_TEXT EXCERPT_
★ ★ ★
Uranium sale to fuel arms race: Imran

Thursday, 16 August, 2007

by Katherine Murphy
The Age

PAKISTANI cricketer turned politician Imran Khan has predicted that the Howard Government's decision to sell uranium to India will spark a new arms race on the subcontinent.

Khan, who leads the Movement for Justice party, told SBS Television last night that Australia's decision to export uranium would encourage generals in his country to spend more on weapons to counter India's access to nuclear fuel.

Australia has decided to sell uranium to India, but not Pakistan, because Foreign Minister Alexander Downer argues that India has a good record on weapons non-proliferation.

Khan said last night that Australia should have been even-handed in its decision on uranium exports. He said funds in Pakistan would now be diverted from human development to arms development, "and we will have a sort of arms race in the subcontinent which poor people in our countries cannot afford".

Asked whether Australia should have made the decision, he replied: "Absolutely not."

In comments that defy the upbeat assessments from Canberra that selling uranium to Delhi will make the world safer, India's chief scientific adviser, Rajagopala Chidambaram, said Delhi would decide which of its nuclear plants to open to inspectors and which would remain closed off.

In an interview with The Hindu newspaper, Mr Chidambaram said: "Whatever reactors we put under safeguards will be decided at India's discretion."

He said India had no intention to quarantine its military program from its civilian program because nuclear scientists would work across both programs.

"We are not firewalling between the civil and military programs in terms of manpower or personnel. That's not on," Dr Chidambaram said.

His comments followed the nuclear co-operation agreement struck between Washington and Delhi. Dr Chidambaram was a key player in those negotiations.

That agreement will form a template for the Howard Government, which plans to pursue its own safeguards agreement to sell uranium to the subcontinent.

Mr Downer said selling uranium to India would make the world safer because its nuclear plants would be subject to international inspections for the first time.

He said there was no way the uranium could be used for military purposes.

Last night Mr Downer told the ABC that United Nations inspectors would ensure the uranium remained in the civilian program.

But the comments of Dr Chidambaram reveal that India will retain discretion over which plants are in the net and which remain closed to the rest of the world.

He also said new fast-breeder reactors should stay outside inspections. "Now, anything which requires advanced R&D, we don't want to slow it down by having someone looking over their shoulder," he said.

Australia's decision is a groundbreaking shift in foreign policy, which had prohibited the sale of uranium to countries outside the Nuclear Non-Proliferation Treaty.

Labor leader Kevin Rudd condemned the decision yesterday.

"It is a very bad development indeed when we have the possibility of the Government of Australia stepping outside the Nuclear Non-Proliferation Treaty and saying it's OK to sell uranium (to a country) which isn't a signatory," he said.

Greens leader Bob Brown said: "Australia is directly fuelling the production of nuclear weapons for a country which will soon have rockets that will reach Australia."
★ ★ ★
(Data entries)

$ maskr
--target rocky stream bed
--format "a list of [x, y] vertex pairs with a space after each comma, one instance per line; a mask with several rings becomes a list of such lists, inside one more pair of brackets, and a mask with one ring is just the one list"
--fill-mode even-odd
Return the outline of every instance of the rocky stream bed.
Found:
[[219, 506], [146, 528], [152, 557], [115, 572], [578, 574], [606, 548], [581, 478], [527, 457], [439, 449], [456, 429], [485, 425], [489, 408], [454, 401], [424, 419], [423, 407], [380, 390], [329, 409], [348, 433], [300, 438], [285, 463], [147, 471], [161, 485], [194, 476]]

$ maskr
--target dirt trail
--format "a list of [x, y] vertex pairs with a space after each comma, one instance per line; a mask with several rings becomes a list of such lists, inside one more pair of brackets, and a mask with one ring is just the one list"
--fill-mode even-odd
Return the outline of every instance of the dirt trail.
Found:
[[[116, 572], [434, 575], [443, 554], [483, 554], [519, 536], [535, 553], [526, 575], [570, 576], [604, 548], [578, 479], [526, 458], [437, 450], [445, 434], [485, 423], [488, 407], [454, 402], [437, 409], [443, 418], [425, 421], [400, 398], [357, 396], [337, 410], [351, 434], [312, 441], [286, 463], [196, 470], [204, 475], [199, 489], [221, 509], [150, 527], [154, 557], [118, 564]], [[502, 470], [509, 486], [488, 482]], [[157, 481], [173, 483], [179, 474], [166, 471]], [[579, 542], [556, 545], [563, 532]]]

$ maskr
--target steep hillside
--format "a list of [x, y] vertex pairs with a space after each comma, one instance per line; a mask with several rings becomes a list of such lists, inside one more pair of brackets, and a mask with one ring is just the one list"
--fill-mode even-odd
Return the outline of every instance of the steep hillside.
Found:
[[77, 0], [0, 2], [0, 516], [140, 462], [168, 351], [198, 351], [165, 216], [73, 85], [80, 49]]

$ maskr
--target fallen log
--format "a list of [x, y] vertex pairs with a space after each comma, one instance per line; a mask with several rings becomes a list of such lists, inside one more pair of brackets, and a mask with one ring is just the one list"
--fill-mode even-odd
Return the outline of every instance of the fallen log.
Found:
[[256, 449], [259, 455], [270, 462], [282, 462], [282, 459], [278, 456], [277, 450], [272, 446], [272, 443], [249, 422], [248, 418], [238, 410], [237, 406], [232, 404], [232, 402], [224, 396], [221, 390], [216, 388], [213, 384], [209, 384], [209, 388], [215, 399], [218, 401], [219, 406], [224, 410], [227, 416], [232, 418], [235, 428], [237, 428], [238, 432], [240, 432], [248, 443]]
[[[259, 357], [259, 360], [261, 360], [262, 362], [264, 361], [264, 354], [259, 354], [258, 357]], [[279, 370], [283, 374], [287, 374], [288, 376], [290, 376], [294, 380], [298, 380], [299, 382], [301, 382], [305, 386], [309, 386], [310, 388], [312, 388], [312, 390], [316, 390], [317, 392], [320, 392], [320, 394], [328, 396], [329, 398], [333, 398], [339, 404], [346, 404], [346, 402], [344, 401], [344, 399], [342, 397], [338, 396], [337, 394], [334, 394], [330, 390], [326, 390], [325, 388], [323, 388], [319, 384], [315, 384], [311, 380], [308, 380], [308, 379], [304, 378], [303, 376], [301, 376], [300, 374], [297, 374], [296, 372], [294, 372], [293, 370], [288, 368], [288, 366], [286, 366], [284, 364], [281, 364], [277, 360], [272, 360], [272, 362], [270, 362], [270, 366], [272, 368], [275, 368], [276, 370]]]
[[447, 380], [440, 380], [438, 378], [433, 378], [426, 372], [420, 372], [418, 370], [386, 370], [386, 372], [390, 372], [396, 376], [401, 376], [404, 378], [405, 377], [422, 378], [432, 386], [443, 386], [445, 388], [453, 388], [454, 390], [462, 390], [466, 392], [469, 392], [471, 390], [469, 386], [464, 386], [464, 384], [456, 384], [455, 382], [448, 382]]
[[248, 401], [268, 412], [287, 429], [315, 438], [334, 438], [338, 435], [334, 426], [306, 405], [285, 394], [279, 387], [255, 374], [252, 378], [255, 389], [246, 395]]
★ ★ ★
_HOW TO COMPLETE THIS TASK_
Reproduce the passage of the uranium sale report that begins at the words "Last night Mr" and stops after "of the world.", renaming "United Nations inspectors" as "international monitors" throughout.

_ANSWER AREA_
Last night Mr Downer told the ABC that international monitors would ensure the uranium remained in the civilian program.

But the comments of Dr Chidambaram reveal that India will retain discretion over which plants are in the net and which remain closed to the rest of the world.